■ Given problem:
Determine how many lines of the material below contain the string "unimog", matching case exactly, and state only that number.
== Data to use ==
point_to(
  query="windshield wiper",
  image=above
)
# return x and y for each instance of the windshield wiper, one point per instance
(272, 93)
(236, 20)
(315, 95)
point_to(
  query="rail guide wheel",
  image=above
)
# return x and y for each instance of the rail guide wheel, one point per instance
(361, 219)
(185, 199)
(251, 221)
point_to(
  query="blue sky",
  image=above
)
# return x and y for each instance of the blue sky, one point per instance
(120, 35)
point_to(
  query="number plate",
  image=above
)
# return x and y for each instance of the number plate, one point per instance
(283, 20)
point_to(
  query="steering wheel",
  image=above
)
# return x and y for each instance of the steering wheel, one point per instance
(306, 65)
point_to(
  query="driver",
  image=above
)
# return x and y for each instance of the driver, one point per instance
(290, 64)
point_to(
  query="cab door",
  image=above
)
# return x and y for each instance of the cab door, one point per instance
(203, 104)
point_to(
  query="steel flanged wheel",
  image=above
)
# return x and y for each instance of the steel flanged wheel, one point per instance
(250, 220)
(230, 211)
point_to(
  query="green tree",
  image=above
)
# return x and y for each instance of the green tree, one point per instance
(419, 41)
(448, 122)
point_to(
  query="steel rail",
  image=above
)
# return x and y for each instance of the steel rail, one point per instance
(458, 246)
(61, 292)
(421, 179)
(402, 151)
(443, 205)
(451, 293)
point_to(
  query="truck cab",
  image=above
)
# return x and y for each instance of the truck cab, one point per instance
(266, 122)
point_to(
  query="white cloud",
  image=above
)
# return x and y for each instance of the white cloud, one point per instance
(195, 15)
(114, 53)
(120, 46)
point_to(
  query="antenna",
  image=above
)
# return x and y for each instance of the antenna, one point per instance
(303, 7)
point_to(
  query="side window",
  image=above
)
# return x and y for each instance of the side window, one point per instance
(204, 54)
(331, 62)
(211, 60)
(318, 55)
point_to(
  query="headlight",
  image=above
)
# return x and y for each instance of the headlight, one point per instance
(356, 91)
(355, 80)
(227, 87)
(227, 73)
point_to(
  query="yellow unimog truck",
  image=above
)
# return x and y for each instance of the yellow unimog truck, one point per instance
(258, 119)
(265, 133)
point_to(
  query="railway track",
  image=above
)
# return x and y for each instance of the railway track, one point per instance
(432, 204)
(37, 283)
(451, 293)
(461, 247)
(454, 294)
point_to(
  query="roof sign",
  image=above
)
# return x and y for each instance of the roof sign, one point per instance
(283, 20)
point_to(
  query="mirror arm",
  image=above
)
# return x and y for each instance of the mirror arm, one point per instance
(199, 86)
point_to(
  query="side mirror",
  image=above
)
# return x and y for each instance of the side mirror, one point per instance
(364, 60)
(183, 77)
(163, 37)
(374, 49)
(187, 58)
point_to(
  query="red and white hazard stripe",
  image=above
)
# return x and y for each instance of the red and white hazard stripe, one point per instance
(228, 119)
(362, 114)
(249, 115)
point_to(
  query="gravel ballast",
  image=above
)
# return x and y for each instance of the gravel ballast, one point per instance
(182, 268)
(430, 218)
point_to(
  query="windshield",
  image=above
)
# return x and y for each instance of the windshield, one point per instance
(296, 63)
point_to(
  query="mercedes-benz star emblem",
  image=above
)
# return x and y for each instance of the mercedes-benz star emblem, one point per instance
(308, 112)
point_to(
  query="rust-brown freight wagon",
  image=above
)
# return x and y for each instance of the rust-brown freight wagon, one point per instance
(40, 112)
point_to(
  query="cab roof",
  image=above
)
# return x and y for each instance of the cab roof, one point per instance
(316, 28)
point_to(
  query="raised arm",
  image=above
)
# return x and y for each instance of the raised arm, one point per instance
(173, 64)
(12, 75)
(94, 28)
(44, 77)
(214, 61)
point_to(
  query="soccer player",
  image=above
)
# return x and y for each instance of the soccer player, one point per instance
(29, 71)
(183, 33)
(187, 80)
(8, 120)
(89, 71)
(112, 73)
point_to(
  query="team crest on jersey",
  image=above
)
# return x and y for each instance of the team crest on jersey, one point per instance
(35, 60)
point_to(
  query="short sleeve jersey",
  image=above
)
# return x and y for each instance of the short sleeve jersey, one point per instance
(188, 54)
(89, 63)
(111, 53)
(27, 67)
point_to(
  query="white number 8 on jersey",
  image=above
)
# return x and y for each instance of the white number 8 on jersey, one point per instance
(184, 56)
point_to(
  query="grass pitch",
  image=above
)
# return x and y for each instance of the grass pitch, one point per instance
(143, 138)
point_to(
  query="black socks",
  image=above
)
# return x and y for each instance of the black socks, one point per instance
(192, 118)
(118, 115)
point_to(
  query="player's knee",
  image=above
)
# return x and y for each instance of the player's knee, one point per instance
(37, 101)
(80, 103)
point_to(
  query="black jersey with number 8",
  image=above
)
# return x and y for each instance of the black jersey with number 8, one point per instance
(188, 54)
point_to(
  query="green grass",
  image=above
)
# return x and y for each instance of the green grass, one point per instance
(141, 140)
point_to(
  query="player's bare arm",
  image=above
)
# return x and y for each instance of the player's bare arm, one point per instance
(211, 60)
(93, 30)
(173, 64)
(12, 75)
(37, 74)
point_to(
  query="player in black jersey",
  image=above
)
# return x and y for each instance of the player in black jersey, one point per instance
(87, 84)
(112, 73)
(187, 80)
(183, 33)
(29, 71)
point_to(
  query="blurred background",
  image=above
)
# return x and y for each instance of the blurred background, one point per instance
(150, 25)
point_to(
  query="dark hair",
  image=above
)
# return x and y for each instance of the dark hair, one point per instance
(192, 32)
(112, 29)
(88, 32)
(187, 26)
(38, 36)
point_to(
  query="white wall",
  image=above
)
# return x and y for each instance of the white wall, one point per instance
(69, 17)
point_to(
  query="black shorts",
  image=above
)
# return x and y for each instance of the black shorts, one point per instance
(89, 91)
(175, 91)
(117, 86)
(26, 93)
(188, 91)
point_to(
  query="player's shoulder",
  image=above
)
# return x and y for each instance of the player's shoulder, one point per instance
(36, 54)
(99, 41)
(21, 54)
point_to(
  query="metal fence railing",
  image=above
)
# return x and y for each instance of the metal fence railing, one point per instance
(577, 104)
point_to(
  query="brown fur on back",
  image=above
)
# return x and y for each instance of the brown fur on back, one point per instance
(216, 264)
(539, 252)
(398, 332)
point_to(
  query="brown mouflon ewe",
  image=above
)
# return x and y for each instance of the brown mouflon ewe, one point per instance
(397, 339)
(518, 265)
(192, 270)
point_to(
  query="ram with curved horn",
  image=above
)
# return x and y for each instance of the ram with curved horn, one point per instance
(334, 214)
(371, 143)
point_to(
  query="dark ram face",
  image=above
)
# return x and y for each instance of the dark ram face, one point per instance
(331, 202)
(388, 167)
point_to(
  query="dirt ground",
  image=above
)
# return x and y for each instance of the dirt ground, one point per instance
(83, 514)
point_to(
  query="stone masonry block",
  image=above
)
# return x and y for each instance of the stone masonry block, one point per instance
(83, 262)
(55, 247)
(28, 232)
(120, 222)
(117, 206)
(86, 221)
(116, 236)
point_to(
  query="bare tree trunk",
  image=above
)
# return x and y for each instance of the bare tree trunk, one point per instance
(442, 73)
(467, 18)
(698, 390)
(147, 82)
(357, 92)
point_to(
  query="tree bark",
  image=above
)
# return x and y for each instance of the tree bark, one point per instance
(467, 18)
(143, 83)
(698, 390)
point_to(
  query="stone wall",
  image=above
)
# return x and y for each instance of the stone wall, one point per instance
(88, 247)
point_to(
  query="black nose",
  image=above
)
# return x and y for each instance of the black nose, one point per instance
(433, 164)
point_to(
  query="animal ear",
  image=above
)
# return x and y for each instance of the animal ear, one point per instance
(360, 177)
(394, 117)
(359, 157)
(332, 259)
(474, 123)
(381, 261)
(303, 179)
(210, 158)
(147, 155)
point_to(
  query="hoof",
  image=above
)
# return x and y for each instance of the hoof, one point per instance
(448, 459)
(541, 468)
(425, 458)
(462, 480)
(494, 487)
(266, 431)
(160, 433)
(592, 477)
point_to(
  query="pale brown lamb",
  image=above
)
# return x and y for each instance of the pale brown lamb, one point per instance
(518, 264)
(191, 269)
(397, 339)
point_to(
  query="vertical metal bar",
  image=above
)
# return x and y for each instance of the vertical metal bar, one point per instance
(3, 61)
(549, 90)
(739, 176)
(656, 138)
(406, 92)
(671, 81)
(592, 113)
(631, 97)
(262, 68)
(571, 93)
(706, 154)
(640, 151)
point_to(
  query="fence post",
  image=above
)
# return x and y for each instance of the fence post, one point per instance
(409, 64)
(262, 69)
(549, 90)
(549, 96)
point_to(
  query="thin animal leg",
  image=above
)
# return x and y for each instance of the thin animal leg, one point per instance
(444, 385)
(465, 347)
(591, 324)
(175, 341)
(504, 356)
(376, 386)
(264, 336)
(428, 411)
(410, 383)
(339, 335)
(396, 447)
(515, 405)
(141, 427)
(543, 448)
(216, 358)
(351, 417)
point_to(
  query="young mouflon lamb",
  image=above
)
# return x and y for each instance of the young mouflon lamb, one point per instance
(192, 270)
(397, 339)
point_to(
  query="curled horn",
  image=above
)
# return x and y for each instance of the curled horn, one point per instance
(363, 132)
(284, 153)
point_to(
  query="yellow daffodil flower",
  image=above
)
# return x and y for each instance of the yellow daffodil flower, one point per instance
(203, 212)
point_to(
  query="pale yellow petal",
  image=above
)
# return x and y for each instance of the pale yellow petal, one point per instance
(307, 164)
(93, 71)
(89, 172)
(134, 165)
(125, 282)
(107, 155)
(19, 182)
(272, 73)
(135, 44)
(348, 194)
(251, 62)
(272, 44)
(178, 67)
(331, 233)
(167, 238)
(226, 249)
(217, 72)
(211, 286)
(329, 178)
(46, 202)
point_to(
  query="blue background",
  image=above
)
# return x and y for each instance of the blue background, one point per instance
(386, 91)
===
■ Output below:
2